# Mapping/Examples

## Examples of Mappings

### Rotation of Cartesian Plane Anticlockwise through $30 \degrees$

Let $\Gamma$ be the Cartesian plane.

The rotation $R_{30 \degrees}$ of $\Gamma$ anticlockwise through an angle of $30 \degrees$ about the origin $O$ is a mapping from $\Gamma$ to $\Gamma$.

### $\paren {x - 2}^2 + 1$ Mapping on $\N$

Let $f: \N \to \N$ be the mapping defined on the set of natural numbers as:

$\forall x \in \N: \map f x = \paren {x - 2}^2 + 1$

Then $f$ has an infinite image set, but is neither a surjection nor an injection.

### $x^3 - x$ Mapping on $\R$

Let $f: \R \to \R$ be the mapping defined on the set of real numbers as:

$\forall x \in \R: \map f x = x^3 - x$

Then $f$ is a surjection but not an injection.

### Area and Circumference of Circle

Let $A$ denote the set of circles.

Let $f_1: A \to \R$ be the mapping defined on $A$ as:

$\forall a \in A: \map {f_1} a = \map {\Area} a$

Let $f_2: A \to \R$ be the mapping defined on $A$ as:

$\forall a \in A: \map {f_2} a = \map {\operatorname {Circ} } a$

where $\map {\operatorname {Circ} } a$ denotes the circumference of $a$.

### Definite Integral

Let $\mathscr C$ be the set of continuous real functions defined on a closed interval $\closedint a b$.

The definite integral is a mapping which associates an element $f \in \mathscr C$ with a real number $\ds \int_a^b \map f x \rd x$.

### Age of a Person

Let $P$ be the set of all people.

DATASET EXCERPTS:
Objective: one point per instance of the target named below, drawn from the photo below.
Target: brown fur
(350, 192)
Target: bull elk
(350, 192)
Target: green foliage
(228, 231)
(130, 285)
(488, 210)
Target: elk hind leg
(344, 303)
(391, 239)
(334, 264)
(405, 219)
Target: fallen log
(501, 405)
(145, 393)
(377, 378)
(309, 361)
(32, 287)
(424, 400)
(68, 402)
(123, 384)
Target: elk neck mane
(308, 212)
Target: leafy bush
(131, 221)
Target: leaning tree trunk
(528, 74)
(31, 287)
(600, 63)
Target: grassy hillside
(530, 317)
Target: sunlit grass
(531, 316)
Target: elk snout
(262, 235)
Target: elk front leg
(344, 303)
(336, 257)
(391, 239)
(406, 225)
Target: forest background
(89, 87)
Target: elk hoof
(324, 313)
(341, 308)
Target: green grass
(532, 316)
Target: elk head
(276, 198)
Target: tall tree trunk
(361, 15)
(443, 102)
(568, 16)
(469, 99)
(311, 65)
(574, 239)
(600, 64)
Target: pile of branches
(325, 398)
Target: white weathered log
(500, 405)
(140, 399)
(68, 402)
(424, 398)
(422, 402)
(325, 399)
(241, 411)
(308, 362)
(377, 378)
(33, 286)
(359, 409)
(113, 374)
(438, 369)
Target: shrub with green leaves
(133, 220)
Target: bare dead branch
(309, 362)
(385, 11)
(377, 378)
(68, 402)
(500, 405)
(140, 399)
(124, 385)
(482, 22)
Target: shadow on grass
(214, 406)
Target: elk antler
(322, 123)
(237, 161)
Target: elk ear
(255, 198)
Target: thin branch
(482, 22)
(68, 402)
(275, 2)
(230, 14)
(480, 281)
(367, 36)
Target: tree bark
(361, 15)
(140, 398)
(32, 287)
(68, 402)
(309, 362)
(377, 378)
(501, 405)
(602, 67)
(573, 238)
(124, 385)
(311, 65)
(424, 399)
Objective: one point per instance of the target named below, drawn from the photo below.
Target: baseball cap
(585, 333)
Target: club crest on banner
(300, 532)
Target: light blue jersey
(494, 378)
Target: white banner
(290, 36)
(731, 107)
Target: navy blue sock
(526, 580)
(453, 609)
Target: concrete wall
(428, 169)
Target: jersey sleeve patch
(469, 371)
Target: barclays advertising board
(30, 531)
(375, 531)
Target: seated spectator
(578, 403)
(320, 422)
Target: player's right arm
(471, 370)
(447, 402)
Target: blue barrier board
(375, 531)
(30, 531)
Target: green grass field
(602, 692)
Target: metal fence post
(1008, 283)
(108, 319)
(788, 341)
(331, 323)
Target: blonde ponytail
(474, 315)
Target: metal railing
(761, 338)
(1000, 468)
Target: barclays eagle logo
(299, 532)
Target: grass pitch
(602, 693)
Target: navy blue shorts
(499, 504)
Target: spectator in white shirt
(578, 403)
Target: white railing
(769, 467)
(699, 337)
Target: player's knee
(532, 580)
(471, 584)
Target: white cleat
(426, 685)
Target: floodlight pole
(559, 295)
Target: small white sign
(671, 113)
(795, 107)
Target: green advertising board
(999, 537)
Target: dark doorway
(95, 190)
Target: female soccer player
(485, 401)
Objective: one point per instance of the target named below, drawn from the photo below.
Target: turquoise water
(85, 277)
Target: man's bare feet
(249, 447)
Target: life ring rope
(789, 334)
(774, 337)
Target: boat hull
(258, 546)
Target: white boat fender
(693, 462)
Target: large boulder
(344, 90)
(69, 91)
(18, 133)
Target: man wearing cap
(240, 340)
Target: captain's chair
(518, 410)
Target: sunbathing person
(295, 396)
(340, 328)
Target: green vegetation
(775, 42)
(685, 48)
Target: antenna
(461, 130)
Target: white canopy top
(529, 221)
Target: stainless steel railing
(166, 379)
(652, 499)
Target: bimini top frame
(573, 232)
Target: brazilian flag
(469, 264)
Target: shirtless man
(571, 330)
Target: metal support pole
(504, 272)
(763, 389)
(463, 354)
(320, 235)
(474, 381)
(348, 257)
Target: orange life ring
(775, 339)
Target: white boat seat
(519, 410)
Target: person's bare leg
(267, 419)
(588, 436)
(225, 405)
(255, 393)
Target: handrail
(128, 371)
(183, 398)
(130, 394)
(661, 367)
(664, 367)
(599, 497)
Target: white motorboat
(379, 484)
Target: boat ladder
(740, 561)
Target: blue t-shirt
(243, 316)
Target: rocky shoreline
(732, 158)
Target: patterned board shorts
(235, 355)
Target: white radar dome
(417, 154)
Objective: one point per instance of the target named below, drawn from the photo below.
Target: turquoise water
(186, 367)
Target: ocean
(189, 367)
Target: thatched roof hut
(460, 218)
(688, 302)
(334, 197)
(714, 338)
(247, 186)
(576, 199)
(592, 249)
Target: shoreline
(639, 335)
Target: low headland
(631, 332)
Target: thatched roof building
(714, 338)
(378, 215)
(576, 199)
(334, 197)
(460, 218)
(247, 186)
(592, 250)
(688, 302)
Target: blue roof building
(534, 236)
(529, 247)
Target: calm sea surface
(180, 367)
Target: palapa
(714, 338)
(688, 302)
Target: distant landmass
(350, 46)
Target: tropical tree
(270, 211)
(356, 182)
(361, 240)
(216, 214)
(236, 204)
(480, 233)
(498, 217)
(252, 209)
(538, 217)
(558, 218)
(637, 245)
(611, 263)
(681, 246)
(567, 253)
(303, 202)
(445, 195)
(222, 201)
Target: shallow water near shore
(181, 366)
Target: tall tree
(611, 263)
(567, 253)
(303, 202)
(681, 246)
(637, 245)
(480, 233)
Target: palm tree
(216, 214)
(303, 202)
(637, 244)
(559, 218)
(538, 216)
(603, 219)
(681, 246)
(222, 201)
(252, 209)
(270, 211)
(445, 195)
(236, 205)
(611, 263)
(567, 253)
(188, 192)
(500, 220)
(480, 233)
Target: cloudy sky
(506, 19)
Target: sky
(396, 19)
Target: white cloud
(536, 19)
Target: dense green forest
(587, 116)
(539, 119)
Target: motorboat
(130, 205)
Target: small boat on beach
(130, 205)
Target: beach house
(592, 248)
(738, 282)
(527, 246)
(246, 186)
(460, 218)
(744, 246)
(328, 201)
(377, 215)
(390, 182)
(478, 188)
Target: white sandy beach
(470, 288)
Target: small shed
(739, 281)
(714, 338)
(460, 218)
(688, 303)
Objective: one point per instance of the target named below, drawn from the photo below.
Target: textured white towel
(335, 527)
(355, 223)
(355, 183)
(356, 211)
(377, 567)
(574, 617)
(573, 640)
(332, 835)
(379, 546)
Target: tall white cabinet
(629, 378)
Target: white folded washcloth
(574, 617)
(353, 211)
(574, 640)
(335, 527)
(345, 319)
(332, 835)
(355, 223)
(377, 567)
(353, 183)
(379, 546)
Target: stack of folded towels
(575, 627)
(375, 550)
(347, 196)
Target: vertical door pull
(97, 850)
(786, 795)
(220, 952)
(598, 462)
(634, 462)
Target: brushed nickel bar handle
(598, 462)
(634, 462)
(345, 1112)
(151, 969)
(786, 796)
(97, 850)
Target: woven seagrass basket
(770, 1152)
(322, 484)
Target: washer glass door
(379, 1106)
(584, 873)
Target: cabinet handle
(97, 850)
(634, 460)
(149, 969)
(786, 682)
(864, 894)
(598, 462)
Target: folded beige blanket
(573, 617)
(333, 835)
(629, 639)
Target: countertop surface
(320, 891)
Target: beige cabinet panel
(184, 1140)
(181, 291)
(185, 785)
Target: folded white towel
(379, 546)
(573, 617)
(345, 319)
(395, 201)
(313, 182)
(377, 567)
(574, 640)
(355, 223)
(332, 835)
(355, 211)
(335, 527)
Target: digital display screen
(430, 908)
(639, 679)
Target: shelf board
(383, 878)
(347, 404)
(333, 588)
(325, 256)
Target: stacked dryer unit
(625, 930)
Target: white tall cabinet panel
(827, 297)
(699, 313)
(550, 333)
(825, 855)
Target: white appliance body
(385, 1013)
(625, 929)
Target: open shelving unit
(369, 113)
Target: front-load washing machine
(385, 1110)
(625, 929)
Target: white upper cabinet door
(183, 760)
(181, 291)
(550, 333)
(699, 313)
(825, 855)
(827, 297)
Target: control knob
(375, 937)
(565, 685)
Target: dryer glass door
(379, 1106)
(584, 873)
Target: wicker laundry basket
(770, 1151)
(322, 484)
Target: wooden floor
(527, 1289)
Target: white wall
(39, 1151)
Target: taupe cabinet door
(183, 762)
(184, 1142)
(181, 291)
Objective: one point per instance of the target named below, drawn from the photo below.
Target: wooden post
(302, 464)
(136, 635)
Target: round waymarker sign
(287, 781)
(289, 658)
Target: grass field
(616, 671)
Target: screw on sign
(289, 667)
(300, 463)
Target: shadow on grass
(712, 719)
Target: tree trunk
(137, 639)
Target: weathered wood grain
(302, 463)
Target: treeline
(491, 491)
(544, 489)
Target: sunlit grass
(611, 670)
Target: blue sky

OBJECTIVE: From the examples of mappings above, transcribe the stretch from "Let $f_1: A" through "circumference of $a$.".

SOLUTION:
Let $f_1: A \to \R$ be the mapping defined on $A$ as:

$\forall a \in A: \map {f_1} a = \map {\Area} a$

Let $f_2: A \to \R$ be the mapping defined on $A$ as:

$\forall a \in A: \map {f_2} a = \map {\operatorname {Circ} } a$

where $\map {\operatorname {Circ} } a$ denotes the circumference of $a$.